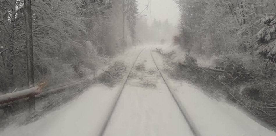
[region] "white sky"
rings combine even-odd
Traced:
[[[137,0],[139,12],[145,6],[141,4],[147,5],[149,0]],[[149,7],[146,17],[150,22],[154,18],[164,21],[168,19],[169,22],[176,26],[178,22],[179,13],[177,5],[173,0],[149,0]],[[147,10],[140,15],[147,14]]]

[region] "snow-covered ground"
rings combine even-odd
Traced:
[[[134,69],[104,135],[192,136],[159,74],[148,47],[135,65],[143,63],[145,69]],[[135,52],[122,59],[133,60]],[[161,65],[161,57],[154,55]],[[276,135],[238,109],[209,98],[195,87],[180,81],[170,82],[202,136]],[[60,109],[26,125],[10,126],[0,135],[97,136],[119,88],[94,85]]]

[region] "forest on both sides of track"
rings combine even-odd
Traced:
[[[188,54],[176,69],[195,84],[220,86],[228,100],[276,127],[276,1],[174,1],[181,15],[174,44]]]

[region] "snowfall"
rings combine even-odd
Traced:
[[[155,73],[133,72],[143,79],[129,78],[104,135],[193,135],[159,75],[150,55],[153,47],[146,47],[135,65],[143,63],[147,71],[154,71]],[[123,60],[129,63],[143,47],[130,49],[116,60]],[[164,65],[163,58],[157,53],[153,54],[158,65]],[[184,81],[168,80],[172,91],[188,114],[189,119],[201,135],[276,135],[274,132],[223,100],[211,98],[200,88]],[[142,86],[142,80],[155,84],[155,87]],[[92,85],[81,95],[39,120],[25,126],[10,124],[0,132],[0,135],[98,135],[120,87],[120,84],[112,88],[101,84]]]

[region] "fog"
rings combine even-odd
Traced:
[[[138,0],[139,12],[147,5],[149,1],[147,14],[146,10],[141,14],[147,15],[146,17],[149,23],[151,23],[154,18],[163,21],[168,19],[174,26],[178,22],[180,12],[176,3],[173,0]]]

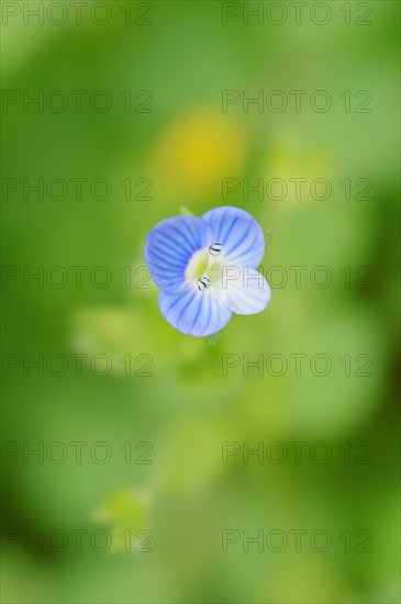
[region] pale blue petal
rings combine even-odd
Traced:
[[[196,216],[166,219],[147,235],[144,256],[156,286],[168,293],[185,288],[185,270],[192,254],[209,246],[212,231]]]
[[[270,302],[271,290],[257,270],[233,267],[222,278],[221,299],[233,313],[257,314]]]
[[[161,291],[158,303],[168,323],[189,336],[216,334],[232,316],[232,312],[222,304],[219,290],[213,291],[212,288],[199,291],[193,287],[176,294]]]
[[[227,264],[257,268],[265,255],[265,237],[256,220],[242,210],[230,205],[215,208],[202,219],[213,230],[213,243],[223,245]]]

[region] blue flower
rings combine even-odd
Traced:
[[[198,337],[220,332],[233,313],[266,309],[271,291],[256,270],[264,254],[260,225],[232,206],[215,208],[201,219],[166,219],[145,244],[161,314],[182,334]]]

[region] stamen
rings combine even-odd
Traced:
[[[209,279],[209,277],[207,277],[205,275],[203,275],[203,277],[201,277],[200,279],[197,279],[197,286],[198,286],[199,291],[204,291],[204,290],[207,290],[208,288],[210,288],[210,279]]]
[[[218,244],[218,243],[209,247],[209,251],[212,256],[220,256],[222,249],[223,249],[222,244]]]

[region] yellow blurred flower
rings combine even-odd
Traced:
[[[174,122],[159,139],[152,172],[160,190],[182,199],[201,198],[224,177],[235,177],[248,149],[238,121],[201,108]]]

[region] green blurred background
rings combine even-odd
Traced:
[[[230,10],[240,12],[225,25],[226,9],[214,1],[105,2],[96,13],[101,21],[102,10],[111,11],[104,25],[88,16],[93,2],[85,3],[81,24],[64,2],[68,19],[60,25],[57,7],[43,24],[35,18],[25,24],[19,9],[37,2],[5,4],[7,14],[19,14],[3,20],[3,89],[43,90],[45,105],[23,111],[15,102],[2,114],[3,178],[16,179],[3,180],[2,201],[3,264],[11,267],[2,291],[2,528],[14,532],[3,533],[3,602],[399,602],[399,3],[325,2],[332,13],[325,25],[310,16],[318,10],[312,14],[322,20],[315,2],[302,9],[300,24],[291,3],[279,2],[289,11],[281,25],[266,12],[260,25],[256,18],[246,25],[246,8],[235,2]],[[270,9],[279,20],[282,7]],[[282,112],[250,105],[246,113],[240,102],[223,112],[225,89],[249,97],[282,90],[289,105]],[[300,112],[288,93],[297,89],[308,91]],[[46,107],[54,90],[67,96],[65,111]],[[71,90],[88,91],[80,112]],[[97,90],[108,91],[109,111],[90,105]],[[135,97],[143,90],[149,92]],[[316,90],[331,94],[330,111],[311,109]],[[341,98],[346,90],[349,112]],[[371,93],[371,112],[356,111],[360,90]],[[142,107],[151,111],[138,112],[147,100]],[[40,178],[45,187],[54,178],[69,182],[64,199],[55,199],[56,186],[43,199],[24,195],[23,179]],[[69,180],[77,178],[88,179],[81,199]],[[99,178],[111,186],[108,199],[99,199],[101,184],[91,194]],[[226,178],[240,184],[281,178],[289,193],[278,200],[250,192],[244,201],[241,186],[223,201]],[[301,200],[290,178],[308,179]],[[310,194],[316,178],[331,182],[328,199]],[[347,178],[350,199],[339,184]],[[360,178],[371,181],[366,199],[357,198]],[[121,184],[126,179],[130,194]],[[163,320],[157,290],[141,268],[142,249],[148,231],[182,206],[201,215],[221,204],[244,208],[260,222],[268,235],[265,273],[282,267],[288,282],[274,287],[266,312],[234,316],[208,342]],[[46,280],[55,266],[68,275],[64,287]],[[80,288],[76,266],[88,267]],[[104,288],[90,279],[99,266],[112,276]],[[307,267],[300,287],[293,266]],[[310,282],[318,266],[332,275],[326,288]],[[369,269],[366,288],[358,287],[361,266]],[[23,279],[37,270],[43,287]],[[344,271],[350,271],[349,287]],[[58,282],[60,273],[52,275]],[[59,377],[56,360],[43,376],[27,367],[56,354],[68,359]],[[81,374],[76,354],[86,355]],[[275,354],[289,362],[285,374],[264,365],[261,376],[255,368],[244,376],[243,355],[252,361],[263,355],[265,363]],[[301,376],[293,354],[308,355]],[[310,370],[316,354],[332,361],[325,377]],[[91,369],[96,355],[111,359],[107,376],[99,376],[101,361]],[[126,355],[131,376],[120,360]],[[240,362],[226,377],[224,355],[238,355]],[[339,360],[346,355],[350,374]],[[366,358],[370,374],[360,376]],[[135,374],[145,365],[151,376]],[[74,441],[88,444],[81,463]],[[89,454],[99,441],[112,451],[105,463]],[[266,456],[258,463],[254,456],[244,463],[240,452],[222,463],[225,441],[238,443],[241,451],[244,443],[267,450],[279,443],[288,459],[275,463]],[[307,444],[298,460],[294,441]],[[54,443],[62,445],[49,458]],[[326,463],[311,457],[316,443],[324,444],[316,455],[332,454]],[[43,446],[43,460],[24,458],[27,446]],[[66,460],[54,462],[65,448]],[[104,450],[97,449],[99,458]],[[42,530],[46,540],[56,529],[69,536],[63,551],[46,543],[44,551],[35,544],[24,551],[24,530]],[[77,529],[87,532],[81,551],[70,533]],[[148,533],[125,551],[121,533],[141,529]],[[288,546],[274,551],[265,544],[258,551],[250,544],[246,552],[241,537],[224,552],[224,529],[281,530]],[[293,529],[308,532],[301,551]],[[316,529],[332,539],[326,551],[310,546]],[[90,546],[97,530],[111,536],[108,551]],[[152,551],[135,551],[144,535]]]

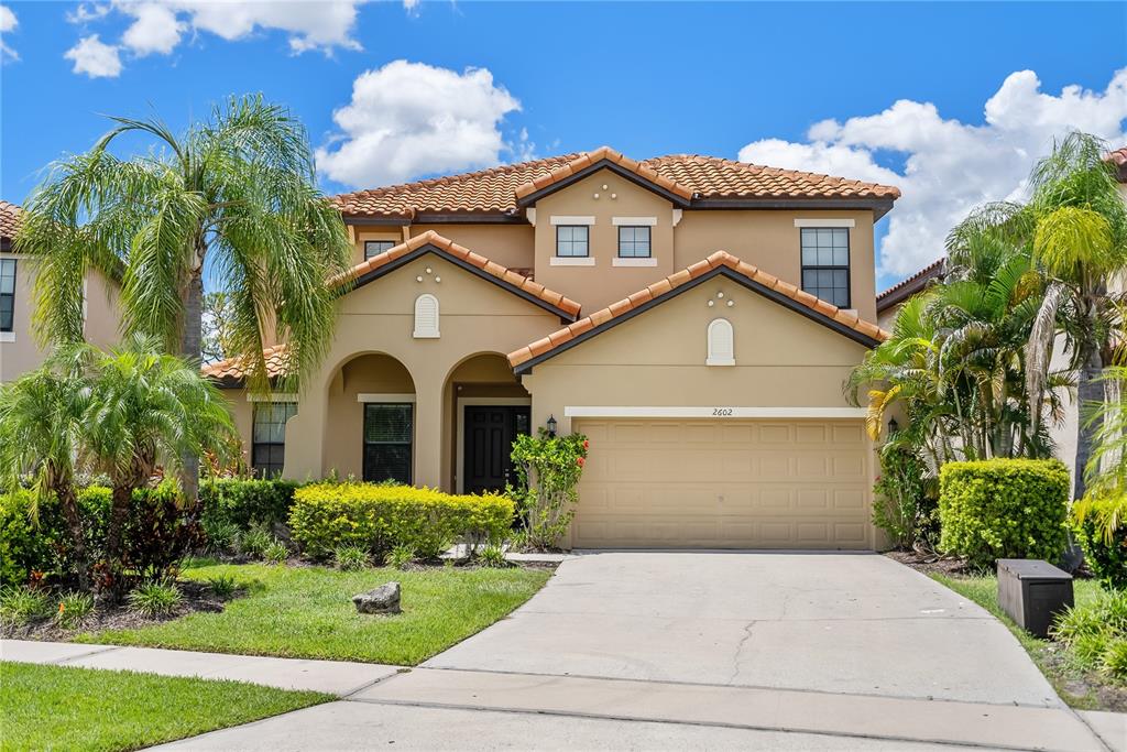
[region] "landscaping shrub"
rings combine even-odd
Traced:
[[[1127,496],[1090,497],[1072,505],[1084,560],[1106,589],[1127,589]]]
[[[1056,563],[1067,534],[1068,470],[1057,460],[948,462],[940,471],[940,549],[975,566]]]
[[[224,525],[249,530],[252,525],[285,524],[298,484],[292,480],[219,478],[199,485],[203,525],[211,537]]]
[[[429,558],[458,539],[496,540],[513,524],[504,496],[454,496],[429,488],[341,483],[299,488],[290,513],[293,539],[317,559],[340,546],[358,546],[382,558],[397,546]]]

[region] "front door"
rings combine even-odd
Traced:
[[[529,433],[531,408],[527,406],[468,405],[465,407],[465,446],[463,446],[467,494],[504,490],[515,483],[513,442]]]

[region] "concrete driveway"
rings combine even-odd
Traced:
[[[607,552],[426,667],[1057,707],[1012,635],[884,556]]]

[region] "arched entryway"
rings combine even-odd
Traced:
[[[450,487],[458,493],[500,490],[515,481],[509,454],[531,432],[532,398],[500,353],[479,353],[455,365],[443,389]]]

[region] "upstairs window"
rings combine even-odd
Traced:
[[[396,247],[394,240],[365,240],[364,260],[366,262],[373,256],[379,256],[380,254],[391,250],[394,247]]]
[[[802,290],[850,307],[848,228],[802,228]]]
[[[259,478],[276,478],[285,466],[285,422],[296,402],[255,402],[250,467]]]
[[[619,258],[649,258],[649,228],[619,228]]]
[[[591,228],[586,224],[556,225],[556,255],[560,258],[586,258],[589,256],[587,242]]]
[[[0,258],[0,331],[12,331],[16,319],[16,259]]]

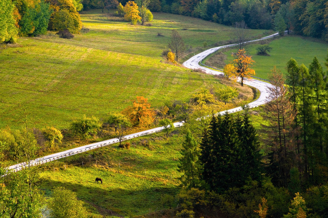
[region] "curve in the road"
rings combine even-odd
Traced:
[[[263,37],[258,40],[252,40],[251,41],[247,42],[247,43],[250,43],[252,42],[255,42],[259,40],[263,40],[266,39],[269,39],[271,38],[275,37],[278,35],[278,33],[269,35],[268,37]],[[199,65],[199,62],[200,62],[202,60],[205,58],[206,57],[208,56],[210,54],[218,51],[219,49],[221,49],[224,48],[230,47],[235,46],[237,44],[231,44],[228,45],[223,46],[219,46],[216,48],[213,48],[210,49],[208,49],[206,51],[197,54],[193,57],[191,57],[189,60],[187,60],[184,62],[183,65],[186,67],[189,68],[190,69],[201,69],[202,70],[206,72],[206,73],[208,74],[218,75],[222,74],[222,72],[218,71],[217,70],[215,70],[214,69],[210,69],[208,68],[204,67],[204,66],[201,66]],[[267,90],[267,87],[271,86],[271,84],[270,83],[261,81],[260,80],[257,80],[256,79],[249,79],[246,81],[245,81],[244,82],[244,84],[252,86],[257,88],[259,90],[261,94],[260,97],[255,100],[254,101],[250,103],[249,104],[250,107],[254,107],[263,104],[265,103],[267,97],[268,96],[268,92]],[[232,109],[230,109],[227,111],[224,111],[221,112],[220,112],[219,114],[223,115],[226,112],[228,113],[234,113],[238,111],[242,111],[242,107],[235,107]],[[174,123],[174,124],[175,127],[179,127],[180,126],[183,126],[184,122],[177,122]],[[139,136],[142,135],[146,135],[149,134],[152,134],[155,132],[158,132],[164,130],[164,127],[157,127],[152,129],[149,129],[148,130],[143,131],[142,132],[137,132],[136,133],[131,134],[130,135],[126,135],[124,137],[123,140],[128,140],[132,138],[134,138]],[[101,141],[99,142],[94,143],[90,144],[87,144],[86,146],[82,146],[78,148],[76,148],[75,149],[70,149],[64,152],[59,152],[55,154],[53,154],[52,155],[47,155],[45,157],[41,158],[37,158],[35,160],[32,161],[30,162],[30,165],[34,166],[38,165],[40,164],[43,164],[44,163],[48,163],[50,161],[54,161],[55,160],[58,160],[61,158],[64,158],[67,157],[69,157],[72,155],[76,155],[82,152],[85,152],[87,151],[91,151],[93,149],[96,149],[99,148],[101,148],[104,146],[108,146],[111,144],[114,143],[117,143],[119,142],[118,138],[112,138],[111,139],[106,140],[105,141]],[[7,172],[10,171],[17,171],[20,170],[22,168],[26,166],[26,163],[21,163],[17,164],[15,164],[12,166],[10,166],[7,168],[8,170]]]

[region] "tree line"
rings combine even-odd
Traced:
[[[135,2],[141,7],[143,1]],[[110,5],[106,2],[82,0],[81,3],[84,10],[88,10]],[[128,1],[118,2],[124,5]],[[151,0],[148,8],[153,12],[192,16],[227,25],[244,21],[251,29],[287,30],[288,33],[292,30],[328,40],[328,4],[324,0]]]
[[[286,69],[272,70],[258,132],[247,107],[186,125],[177,217],[326,216],[328,71],[316,57]]]

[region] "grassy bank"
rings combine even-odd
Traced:
[[[178,192],[177,166],[184,137],[178,131],[167,139],[160,133],[129,141],[129,150],[114,144],[50,163],[43,167],[39,187],[47,196],[58,186],[72,190],[96,217],[168,209],[161,199]],[[96,177],[103,179],[102,185],[95,183]],[[176,206],[177,202],[171,203]]]
[[[212,76],[162,62],[161,53],[172,29],[178,29],[191,54],[204,49],[205,42],[228,40],[231,27],[165,13],[154,13],[151,26],[132,26],[101,10],[81,19],[90,31],[72,40],[49,32],[20,38],[0,51],[0,128],[18,128],[24,108],[36,127],[63,128],[83,114],[102,118],[121,111],[137,96],[159,107],[165,101],[187,100],[201,87],[220,86]]]
[[[246,47],[247,52],[255,61],[253,68],[255,70],[256,77],[267,79],[273,66],[276,66],[283,73],[285,73],[286,64],[292,57],[300,65],[304,63],[308,67],[313,58],[316,56],[323,70],[326,70],[324,65],[324,58],[327,57],[328,44],[326,43],[299,36],[290,35],[271,41],[269,45],[272,47],[270,56],[256,54],[256,48],[259,46],[259,44],[252,44]],[[233,60],[231,53],[235,51],[235,48],[226,49],[223,52],[218,52],[203,62],[207,65],[223,68],[225,64],[229,63]]]

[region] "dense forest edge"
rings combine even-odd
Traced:
[[[4,47],[15,43],[18,36],[48,30],[72,39],[89,31],[82,28],[78,12],[94,8],[114,11],[131,25],[151,27],[151,12],[163,11],[236,29],[273,28],[282,35],[287,29],[326,41],[328,37],[328,3],[323,1],[1,0],[0,6]],[[260,16],[251,16],[254,11]],[[154,108],[138,96],[120,112],[101,119],[84,116],[62,129],[35,128],[29,112],[24,111],[19,129],[0,130],[0,216],[328,216],[328,71],[314,57],[306,66],[290,58],[283,73],[271,66],[271,100],[251,110],[247,104],[257,91],[235,80],[255,74],[254,61],[243,42],[238,46],[224,76],[204,79],[200,69],[188,71],[207,83],[187,100],[171,99]],[[266,46],[261,45],[258,53],[267,55]],[[178,67],[186,50],[179,32],[172,30],[161,64]],[[323,63],[328,68],[328,53]],[[244,111],[214,115],[235,105],[244,105]],[[176,129],[172,122],[178,120],[186,125]],[[127,133],[158,125],[165,127],[163,132],[123,140]],[[109,136],[120,142],[44,166],[28,164]],[[16,162],[27,164],[5,175],[6,167]]]

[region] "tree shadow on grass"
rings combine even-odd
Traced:
[[[75,192],[79,199],[94,207],[103,215],[116,215],[118,217],[142,215],[161,209],[161,196],[164,194],[175,196],[178,189],[176,187],[154,187],[139,190],[114,188],[110,190],[100,183],[87,181],[90,186],[71,183],[63,183],[45,179],[40,183],[40,188],[46,193],[50,193],[58,187],[64,187]],[[104,181],[105,183],[106,181]]]

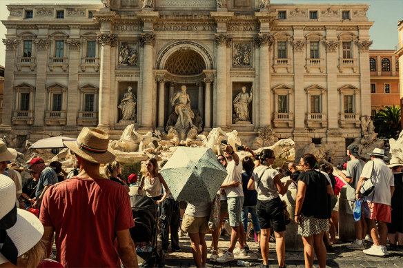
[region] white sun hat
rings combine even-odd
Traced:
[[[17,258],[37,245],[43,234],[43,225],[35,215],[16,207],[15,185],[2,174],[0,174],[0,231],[6,235],[4,240],[0,241],[0,265],[17,262]]]

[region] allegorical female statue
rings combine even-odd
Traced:
[[[234,99],[234,120],[235,122],[250,121],[249,117],[249,103],[252,101],[252,89],[250,94],[246,92],[246,87],[242,87],[242,92]]]
[[[135,121],[136,120],[136,104],[137,100],[135,94],[132,92],[132,87],[128,87],[128,92],[124,94],[123,99],[117,107],[121,110],[121,120]]]

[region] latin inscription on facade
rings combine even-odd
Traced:
[[[157,8],[215,8],[215,0],[159,0]]]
=-=-=-=-=
[Task prompt]
Each line from the one containing "[region] white sun hat" to the end of the listing above should be copied exactly, and nothing else.

[Output of the task]
[region] white sun hat
rings combine even-odd
Traced:
[[[17,258],[37,245],[43,234],[43,225],[35,215],[16,207],[15,185],[2,174],[0,174],[0,231],[6,235],[4,240],[0,241],[0,265],[17,262]]]

[region] allegorical female statue
rings combine even-odd
Traced:
[[[234,99],[234,120],[235,122],[250,121],[249,117],[249,103],[252,101],[252,89],[250,94],[246,92],[246,87],[242,87],[242,92]]]
[[[135,121],[136,120],[136,104],[137,100],[135,94],[132,92],[132,87],[128,87],[128,92],[124,94],[123,99],[117,107],[121,110],[121,120]]]

[region] latin inscription on facade
rings combine even-odd
Traced:
[[[157,8],[215,8],[215,0],[159,0]]]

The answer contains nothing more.